[Records excerpted from a collection]
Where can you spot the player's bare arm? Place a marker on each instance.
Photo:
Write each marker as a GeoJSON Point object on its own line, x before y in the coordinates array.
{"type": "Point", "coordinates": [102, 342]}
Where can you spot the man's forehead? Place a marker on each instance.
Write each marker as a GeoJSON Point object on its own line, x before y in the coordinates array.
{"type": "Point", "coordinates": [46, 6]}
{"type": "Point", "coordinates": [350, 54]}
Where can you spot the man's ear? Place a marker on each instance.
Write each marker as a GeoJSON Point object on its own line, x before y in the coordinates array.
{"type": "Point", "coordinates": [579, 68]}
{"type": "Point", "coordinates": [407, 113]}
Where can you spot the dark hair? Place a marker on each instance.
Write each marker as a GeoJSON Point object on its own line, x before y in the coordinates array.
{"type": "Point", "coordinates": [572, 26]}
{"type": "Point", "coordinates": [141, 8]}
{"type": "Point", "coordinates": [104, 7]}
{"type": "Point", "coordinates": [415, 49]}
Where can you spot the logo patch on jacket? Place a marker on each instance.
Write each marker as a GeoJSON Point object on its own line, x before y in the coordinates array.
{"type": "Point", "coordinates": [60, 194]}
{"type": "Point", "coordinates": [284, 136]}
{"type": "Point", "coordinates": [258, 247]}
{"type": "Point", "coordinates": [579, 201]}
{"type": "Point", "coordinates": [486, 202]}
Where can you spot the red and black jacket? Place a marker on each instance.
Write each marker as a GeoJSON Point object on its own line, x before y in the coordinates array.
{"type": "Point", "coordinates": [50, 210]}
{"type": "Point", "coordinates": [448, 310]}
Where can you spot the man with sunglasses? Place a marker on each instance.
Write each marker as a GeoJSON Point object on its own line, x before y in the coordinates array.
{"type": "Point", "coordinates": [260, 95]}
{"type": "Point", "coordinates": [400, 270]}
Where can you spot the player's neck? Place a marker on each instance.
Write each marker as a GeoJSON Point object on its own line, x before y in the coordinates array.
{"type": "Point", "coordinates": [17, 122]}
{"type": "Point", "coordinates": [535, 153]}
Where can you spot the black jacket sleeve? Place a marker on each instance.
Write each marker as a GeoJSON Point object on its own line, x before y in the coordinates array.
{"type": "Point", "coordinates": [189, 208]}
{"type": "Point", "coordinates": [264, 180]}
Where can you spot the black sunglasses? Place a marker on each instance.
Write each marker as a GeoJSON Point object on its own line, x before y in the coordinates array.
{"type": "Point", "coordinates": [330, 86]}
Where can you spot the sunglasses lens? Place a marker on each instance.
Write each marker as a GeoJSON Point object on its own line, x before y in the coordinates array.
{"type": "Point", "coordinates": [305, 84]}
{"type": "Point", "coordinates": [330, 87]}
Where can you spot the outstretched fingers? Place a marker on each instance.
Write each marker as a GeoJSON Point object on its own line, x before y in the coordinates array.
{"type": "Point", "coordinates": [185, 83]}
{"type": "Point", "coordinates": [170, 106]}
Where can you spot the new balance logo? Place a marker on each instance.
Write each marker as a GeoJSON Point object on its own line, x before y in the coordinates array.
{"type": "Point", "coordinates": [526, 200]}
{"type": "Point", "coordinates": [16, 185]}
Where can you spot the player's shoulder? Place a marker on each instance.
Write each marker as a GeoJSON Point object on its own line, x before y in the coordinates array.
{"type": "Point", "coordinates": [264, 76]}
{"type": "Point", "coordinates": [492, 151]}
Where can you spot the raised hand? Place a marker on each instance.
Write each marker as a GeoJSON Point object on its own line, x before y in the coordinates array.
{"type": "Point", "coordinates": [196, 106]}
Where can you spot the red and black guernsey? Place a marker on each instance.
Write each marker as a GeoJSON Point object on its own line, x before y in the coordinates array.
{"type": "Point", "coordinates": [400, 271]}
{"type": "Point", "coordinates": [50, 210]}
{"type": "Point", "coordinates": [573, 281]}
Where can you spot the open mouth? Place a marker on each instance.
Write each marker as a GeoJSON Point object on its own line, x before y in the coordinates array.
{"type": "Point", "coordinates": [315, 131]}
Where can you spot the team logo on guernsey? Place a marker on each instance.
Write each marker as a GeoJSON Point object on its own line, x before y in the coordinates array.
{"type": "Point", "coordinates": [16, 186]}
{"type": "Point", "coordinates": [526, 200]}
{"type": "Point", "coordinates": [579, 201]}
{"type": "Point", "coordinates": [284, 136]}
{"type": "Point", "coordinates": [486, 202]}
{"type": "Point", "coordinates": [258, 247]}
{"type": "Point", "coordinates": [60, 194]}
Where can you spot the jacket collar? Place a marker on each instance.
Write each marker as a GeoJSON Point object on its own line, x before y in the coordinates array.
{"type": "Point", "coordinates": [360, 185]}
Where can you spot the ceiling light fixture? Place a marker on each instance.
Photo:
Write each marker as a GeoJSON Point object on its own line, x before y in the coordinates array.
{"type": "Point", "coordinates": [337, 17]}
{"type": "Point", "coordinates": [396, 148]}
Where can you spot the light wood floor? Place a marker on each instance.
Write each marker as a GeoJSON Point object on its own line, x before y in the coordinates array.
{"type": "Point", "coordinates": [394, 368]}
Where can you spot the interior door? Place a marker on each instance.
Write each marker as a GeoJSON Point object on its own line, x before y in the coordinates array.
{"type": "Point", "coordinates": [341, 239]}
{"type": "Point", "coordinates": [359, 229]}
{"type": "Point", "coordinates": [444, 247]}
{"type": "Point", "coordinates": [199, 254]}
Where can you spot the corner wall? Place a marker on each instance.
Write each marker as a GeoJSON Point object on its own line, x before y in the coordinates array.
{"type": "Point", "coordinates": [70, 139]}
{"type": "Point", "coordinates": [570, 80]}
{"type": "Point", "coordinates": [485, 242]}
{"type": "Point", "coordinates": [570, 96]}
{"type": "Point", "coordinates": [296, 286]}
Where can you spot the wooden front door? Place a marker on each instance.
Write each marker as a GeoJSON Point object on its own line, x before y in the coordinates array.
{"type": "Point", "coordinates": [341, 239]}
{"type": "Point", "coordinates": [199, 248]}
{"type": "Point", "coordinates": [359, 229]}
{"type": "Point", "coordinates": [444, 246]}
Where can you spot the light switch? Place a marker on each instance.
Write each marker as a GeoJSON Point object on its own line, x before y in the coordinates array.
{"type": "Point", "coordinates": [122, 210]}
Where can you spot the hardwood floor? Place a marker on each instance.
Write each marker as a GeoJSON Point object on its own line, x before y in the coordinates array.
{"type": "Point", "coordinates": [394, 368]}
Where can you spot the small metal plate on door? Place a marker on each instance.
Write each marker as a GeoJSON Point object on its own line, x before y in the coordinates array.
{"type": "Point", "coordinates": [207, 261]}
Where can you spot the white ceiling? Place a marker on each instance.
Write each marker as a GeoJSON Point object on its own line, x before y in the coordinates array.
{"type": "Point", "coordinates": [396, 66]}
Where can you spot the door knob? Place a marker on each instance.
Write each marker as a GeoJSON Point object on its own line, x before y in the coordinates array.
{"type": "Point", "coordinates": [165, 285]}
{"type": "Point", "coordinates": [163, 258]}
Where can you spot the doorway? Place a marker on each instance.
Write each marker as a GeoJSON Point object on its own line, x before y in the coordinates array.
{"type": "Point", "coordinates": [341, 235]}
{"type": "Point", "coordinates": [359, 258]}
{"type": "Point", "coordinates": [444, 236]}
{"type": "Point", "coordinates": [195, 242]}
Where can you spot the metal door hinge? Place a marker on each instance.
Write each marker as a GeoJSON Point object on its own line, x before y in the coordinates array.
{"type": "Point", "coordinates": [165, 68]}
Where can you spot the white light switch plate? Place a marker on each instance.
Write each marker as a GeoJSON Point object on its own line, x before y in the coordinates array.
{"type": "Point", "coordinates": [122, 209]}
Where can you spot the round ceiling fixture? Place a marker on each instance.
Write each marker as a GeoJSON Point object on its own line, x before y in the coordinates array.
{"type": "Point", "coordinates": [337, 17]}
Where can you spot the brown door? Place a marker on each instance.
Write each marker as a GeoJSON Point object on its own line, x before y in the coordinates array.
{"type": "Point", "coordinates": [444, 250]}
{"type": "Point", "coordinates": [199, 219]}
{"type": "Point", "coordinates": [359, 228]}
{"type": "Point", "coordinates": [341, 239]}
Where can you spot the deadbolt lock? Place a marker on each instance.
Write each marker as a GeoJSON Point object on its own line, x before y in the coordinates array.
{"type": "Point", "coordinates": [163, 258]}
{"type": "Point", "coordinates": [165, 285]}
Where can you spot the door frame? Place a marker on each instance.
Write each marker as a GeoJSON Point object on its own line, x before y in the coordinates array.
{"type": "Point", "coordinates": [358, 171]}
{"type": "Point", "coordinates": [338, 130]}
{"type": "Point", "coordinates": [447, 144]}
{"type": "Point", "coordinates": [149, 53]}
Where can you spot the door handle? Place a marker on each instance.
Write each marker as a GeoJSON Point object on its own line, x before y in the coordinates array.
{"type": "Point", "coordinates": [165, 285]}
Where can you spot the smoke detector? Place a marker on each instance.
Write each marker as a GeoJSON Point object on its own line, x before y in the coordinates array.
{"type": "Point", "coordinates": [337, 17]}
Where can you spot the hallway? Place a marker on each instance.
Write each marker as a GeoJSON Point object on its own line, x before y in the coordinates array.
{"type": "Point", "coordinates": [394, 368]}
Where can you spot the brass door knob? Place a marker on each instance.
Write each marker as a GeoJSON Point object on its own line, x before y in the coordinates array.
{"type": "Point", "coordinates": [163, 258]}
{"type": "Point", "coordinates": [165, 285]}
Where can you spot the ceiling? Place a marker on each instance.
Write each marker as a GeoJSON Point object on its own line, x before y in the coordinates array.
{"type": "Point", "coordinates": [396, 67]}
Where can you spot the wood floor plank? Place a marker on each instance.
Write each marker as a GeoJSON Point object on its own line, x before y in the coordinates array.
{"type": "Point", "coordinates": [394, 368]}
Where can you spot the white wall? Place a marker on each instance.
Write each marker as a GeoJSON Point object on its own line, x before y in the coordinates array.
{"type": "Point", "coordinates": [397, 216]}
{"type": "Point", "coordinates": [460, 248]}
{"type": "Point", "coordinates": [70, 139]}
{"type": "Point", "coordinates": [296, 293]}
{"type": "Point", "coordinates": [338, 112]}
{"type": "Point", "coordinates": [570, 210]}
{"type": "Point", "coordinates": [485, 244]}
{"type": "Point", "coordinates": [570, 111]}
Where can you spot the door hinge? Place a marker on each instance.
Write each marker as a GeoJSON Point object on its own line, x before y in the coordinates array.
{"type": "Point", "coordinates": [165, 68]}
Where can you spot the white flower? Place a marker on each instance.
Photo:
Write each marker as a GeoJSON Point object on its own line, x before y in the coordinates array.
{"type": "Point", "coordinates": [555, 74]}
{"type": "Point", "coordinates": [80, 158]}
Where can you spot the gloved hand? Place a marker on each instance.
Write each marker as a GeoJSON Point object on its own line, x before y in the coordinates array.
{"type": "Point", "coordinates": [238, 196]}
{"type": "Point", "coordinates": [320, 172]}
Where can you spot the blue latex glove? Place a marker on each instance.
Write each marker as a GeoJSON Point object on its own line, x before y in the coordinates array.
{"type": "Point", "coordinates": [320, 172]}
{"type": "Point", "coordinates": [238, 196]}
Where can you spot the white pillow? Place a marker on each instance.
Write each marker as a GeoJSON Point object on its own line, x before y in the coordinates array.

Aim of the task:
Every line in the records above with "sunglasses" in it adds one to the count; give that count and nothing else.

Response to the exercise:
3